Reducing Dietary Phosphorus in the Dairy Herd
Phosphorous (P) is the second most abundant mineral element found in the dairy cow’s body. Approximately 80 to 85% of the P is in bone and teeth. Phosphorous is also involved in almost all metabolic reactions and may be the most versatile of all mineral elements. It is an essential component of buffer systems in the blood and other body fluids, including ruminal fluid. Phosphorous is essential for proper functioning of rumen microorganisms, especially those that digest plant cellulose.
Until recently, almost all dairy nutritionists have been formulating dairy rations with P levels higher than what the National Research Council (NRC) has recommended. It is not uncommon for P levels to exceed requirements by 130 to 160%. Environmental concerns with P have forced a re-evaluation of the levels needed in the dairy cow’s diet.
The effect P has on the environment is eutrophication. This is defined as an increase in the fertility status of natural water that causes accelerated growth of algae or water plants. There are nutrient management laws that could soon take effect, forcing producers to control the P coming into and out of the farm. The objective of this publication is to address the P needs of the dairy cow and evaluate the manner in which dietary P can be reduced.

□ □ □ □ □ □ □

Task to carry out: From the first paragraph of the text on dietary phosphorus in dairy herds, list every statement it makes about phosphorus in the dairy cow, one per sentence. The items that follow are not needed for any of the work here.

Records excerpted from a collection:
□ □ □ □ □ □ □

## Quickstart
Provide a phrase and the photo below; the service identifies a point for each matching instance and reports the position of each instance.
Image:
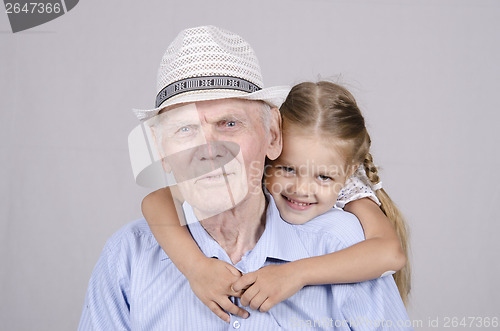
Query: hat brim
(274, 96)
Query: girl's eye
(228, 124)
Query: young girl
(325, 141)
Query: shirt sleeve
(106, 305)
(357, 186)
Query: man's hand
(268, 286)
(212, 285)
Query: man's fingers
(244, 282)
(233, 270)
(234, 293)
(230, 307)
(214, 307)
(249, 294)
(266, 305)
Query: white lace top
(356, 187)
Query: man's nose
(213, 151)
(302, 186)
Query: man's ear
(351, 170)
(275, 142)
(157, 147)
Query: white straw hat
(209, 63)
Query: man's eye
(324, 178)
(228, 124)
(185, 131)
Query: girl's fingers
(266, 305)
(249, 294)
(258, 300)
(233, 270)
(215, 308)
(230, 307)
(244, 282)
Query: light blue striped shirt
(135, 286)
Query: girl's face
(306, 178)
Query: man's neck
(238, 230)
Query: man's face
(306, 178)
(213, 149)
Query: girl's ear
(157, 145)
(275, 144)
(350, 171)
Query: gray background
(425, 73)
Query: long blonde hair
(329, 109)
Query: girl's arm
(369, 259)
(163, 213)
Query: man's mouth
(298, 205)
(215, 177)
(297, 202)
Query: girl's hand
(211, 282)
(269, 286)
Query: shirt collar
(280, 240)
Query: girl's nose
(302, 186)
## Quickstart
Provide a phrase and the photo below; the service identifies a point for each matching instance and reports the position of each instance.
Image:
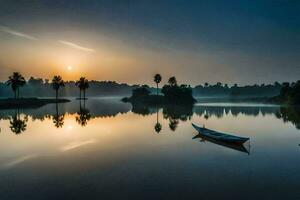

□ □ □ □ □ □ □

Task output:
- Phosphorus is the second most abundant mineral element in the dairy cow's body.
- About 80 to 85% of it is in bone and teeth.
- It is involved in almost all metabolic reactions and may be the most versatile of all mineral elements.
- It is an essential component of buffer systems in the blood and other body fluids, including ruminal fluid.
- It is essential for the proper functioning of rumen microorganisms, especially those that digest plant cellulose.